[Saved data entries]

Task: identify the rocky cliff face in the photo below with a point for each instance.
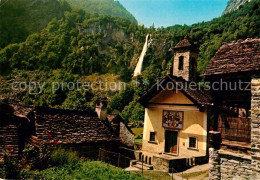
(234, 5)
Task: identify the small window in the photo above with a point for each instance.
(193, 142)
(152, 136)
(181, 63)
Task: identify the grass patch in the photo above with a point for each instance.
(154, 175)
(84, 170)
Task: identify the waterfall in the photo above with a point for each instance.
(139, 65)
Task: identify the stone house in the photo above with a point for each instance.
(176, 116)
(79, 130)
(235, 139)
(121, 130)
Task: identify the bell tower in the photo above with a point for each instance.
(185, 60)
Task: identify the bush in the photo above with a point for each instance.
(61, 156)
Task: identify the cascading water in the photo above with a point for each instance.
(139, 65)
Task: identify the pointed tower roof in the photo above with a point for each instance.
(183, 43)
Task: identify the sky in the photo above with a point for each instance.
(170, 12)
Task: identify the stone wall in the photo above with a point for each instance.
(234, 166)
(9, 139)
(255, 126)
(126, 136)
(227, 165)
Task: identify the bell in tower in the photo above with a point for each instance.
(185, 60)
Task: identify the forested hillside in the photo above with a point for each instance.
(103, 7)
(20, 18)
(79, 44)
(234, 5)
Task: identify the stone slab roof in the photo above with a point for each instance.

• **TASK TO COMPLETE**: When you reproduce the entries above, keep every word exactly and leave out each picture.

• **EXPECTED OUTPUT**:
Task: identify the rocky cliff face in the photo below with a point for each instance.
(234, 5)
Task: identify the small window in the photo above with a point for each instance.
(193, 142)
(152, 136)
(181, 63)
Task: identify the grass patch in the photo above with a point for each instance.
(154, 175)
(84, 170)
Task: identify the waterfall in the photo above with a point for each instance.
(139, 65)
Task: identify the stone house in the photo above with a point for each instance.
(176, 116)
(79, 130)
(235, 139)
(121, 130)
Task: identify the bell tower in the photo above with a point for each instance.
(185, 60)
Task: identify the bush in the photo above with a point for each instance.
(61, 156)
Task: identify the cascading water in the photo above with a point for each instance.
(139, 65)
Task: identify the pointed tower roof in the photo above with a point for each instance.
(183, 43)
Task: identify the sky in the photo above with a point for each instance.
(170, 12)
Task: identify the stone wall in the photo above with a point for each instance.
(234, 166)
(9, 139)
(255, 126)
(126, 136)
(227, 165)
Task: identify the bell in tower in the photo above with a point for each instance.
(185, 60)
Task: identify the forested hillside in the photo above with a point for each instance.
(103, 7)
(20, 18)
(79, 44)
(234, 5)
Task: identify the stone slab roof in the photo above with a point for each instance.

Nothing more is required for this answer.